→ DOCUMENT EXCERPT
The first cooperative venture between Israeli reed man Assif Tsahar and Japanese conceptual percussionist Tatsuya Nakatani, both based in New York, focused on investigating the more abstract regions of free jazz (Come Sunday
, Hopscotch, 2004). Tsahar exerted more control than sweaty power, and Nakatani proved himself a most singular and versatile percussionist. Nakatani hardly ever uses a regular drum kit and is very close in spirit to another sonic master, German percussionist Paul Lovens. On Solitude
, with the KJLA string quartet, they expand their sonic studies further into free-form tone poems.
Out of the nine tracks on Solitude, eight are group improvisations, and the title track that concludes this disc is a Duke Ellington standard. The first track, the tender "Love Is," sets the dark tone for this release. Tsahar's somber bass clarinet soars over Nakatani's murmuring bells and the drone of the strings. The sonorities on the longest track, "Unmoving," are more abstract, and the strings sometimes sound as if they are imitating overtone throat-singing. They add to Tsahar's breathy blowing on the tenor sax and Nakatani's distant drumming until all the tension climaxes in muscular interplay. "Sand Between a Toe" is more playful and the sax and strings play a sort of hide-and-seek game.

→ WHAT YOU NEED TO DO
a) Reproduce the passage of the album review starting at "The first cooperative" and ending at "free-form tone poems.".
b) Using the album review, mark each statement yes or no, and quote the words of the review that decide it: (i) Nakatani seldom plays a regular drum kit. (ii) Every track on Solitude is a group improvisation. (iii) On "Love Is," Tsahar plays the tenor sax.

→ GIVEN DATA
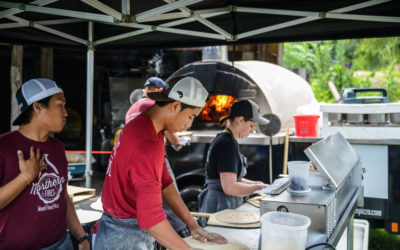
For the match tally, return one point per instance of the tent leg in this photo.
(89, 107)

→ SOLUTION LIST
a)
The first cooperative venture between Israeli reed man Assif Tsahar and Japanese conceptual percussionist Tatsuya Nakatani, both based in New York, focused on investigating the more abstract regions of free jazz (Come Sunday
, Hopscotch, 2004). Tsahar exerted more control than sweaty power, and Nakatani proved himself a most singular and versatile percussionist. Nakatani hardly ever uses a regular drum kit and is very close in spirit to another sonic master, German percussionist Paul Lovens. On Solitude
, with the KJLA string quartet, they expand their sonic studies further into free-form tone poems.

b)
(i) Yes: "Nakatani hardly ever uses a regular drum kit"
(ii) No: "eight are group improvisations, and the title track that concludes this disc is a Duke Ellington standard"
(iii) No: "Tsahar's somber bass clarinet soars over Nakatani's murmuring bells"